----- INPUT DATA -----
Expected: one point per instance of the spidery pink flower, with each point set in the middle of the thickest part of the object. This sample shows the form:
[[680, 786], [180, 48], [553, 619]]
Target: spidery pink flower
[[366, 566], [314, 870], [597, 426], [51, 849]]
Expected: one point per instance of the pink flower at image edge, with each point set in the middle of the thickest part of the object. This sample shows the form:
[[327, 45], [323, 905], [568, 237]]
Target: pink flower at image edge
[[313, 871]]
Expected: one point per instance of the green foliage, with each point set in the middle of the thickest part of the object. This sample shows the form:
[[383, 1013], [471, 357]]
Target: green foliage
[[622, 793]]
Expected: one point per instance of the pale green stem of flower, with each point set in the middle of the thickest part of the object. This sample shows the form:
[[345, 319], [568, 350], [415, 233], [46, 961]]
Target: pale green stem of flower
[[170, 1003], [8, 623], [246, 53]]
-----
----- INPUT DATA -----
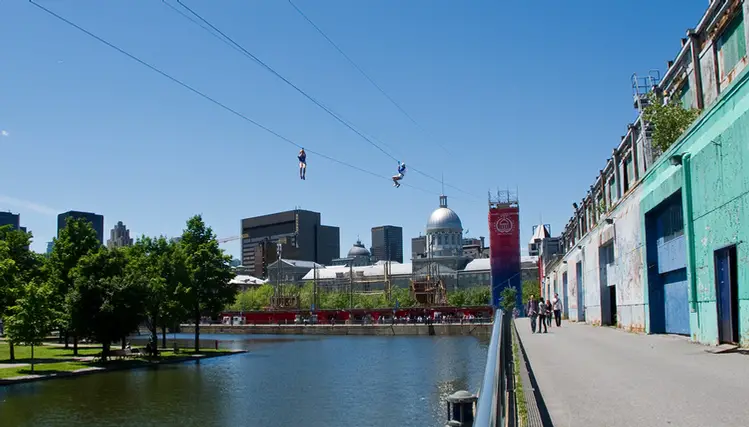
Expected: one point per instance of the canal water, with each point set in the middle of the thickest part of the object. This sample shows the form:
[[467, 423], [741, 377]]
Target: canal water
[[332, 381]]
-----
----- INPUT DATA -----
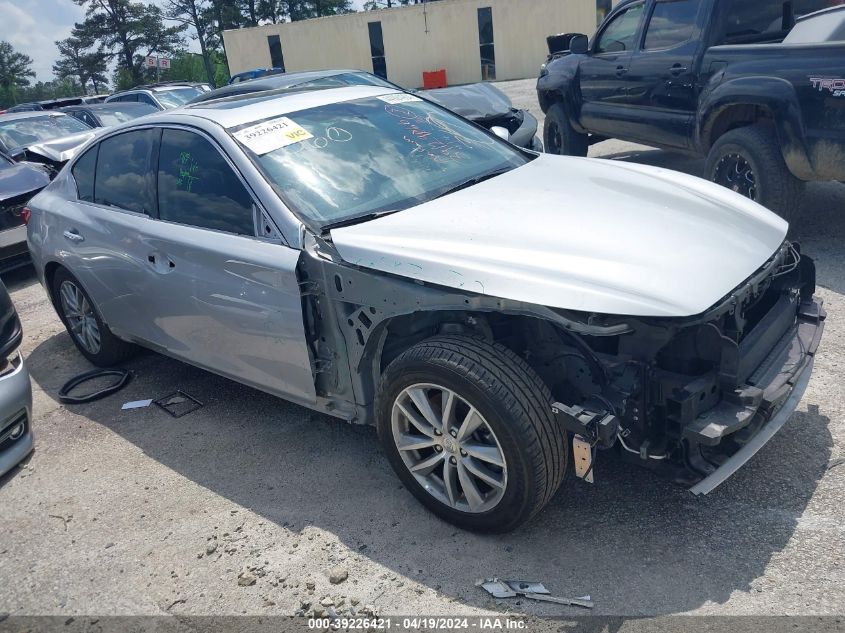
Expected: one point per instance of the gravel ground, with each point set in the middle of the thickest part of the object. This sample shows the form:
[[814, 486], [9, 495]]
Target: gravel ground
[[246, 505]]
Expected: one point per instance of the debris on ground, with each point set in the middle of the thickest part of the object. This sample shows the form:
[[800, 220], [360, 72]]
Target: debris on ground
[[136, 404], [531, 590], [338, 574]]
-----
(WHAT YOU WILL DO) Among the lines above, find those containing the word "form" and copy each.

(OUTPUT BELOW)
Expected: one point per instance of the spidery pink flower, with each point set in the middle of the thickest part of the object. This sample shows the form:
Expected: one point per instance of the pink flower at image edge, with each point set in the middle of the thickest part of the object. This sample shows the form:
Expected: one point per instance of the green foliage, with each point set in the middle of the thickest part of the object. This sample shows the form:
Expected: one point per instance of the pale green stem of flower, with each point set in the middle of the thickest part of the object. This sample shows the form:
Expected: one point per instance of the canal water, with each point set in the middle of the thickest part of the object. This sample shows the form:
Expected: one point per instance of the gravel ground, with each point set in the middle of the thickest part of the object. This sample shows the form:
Expected: one point per instance of the debris on ground, with each point set in the middle of the thickest part of the object. This sample shows the form:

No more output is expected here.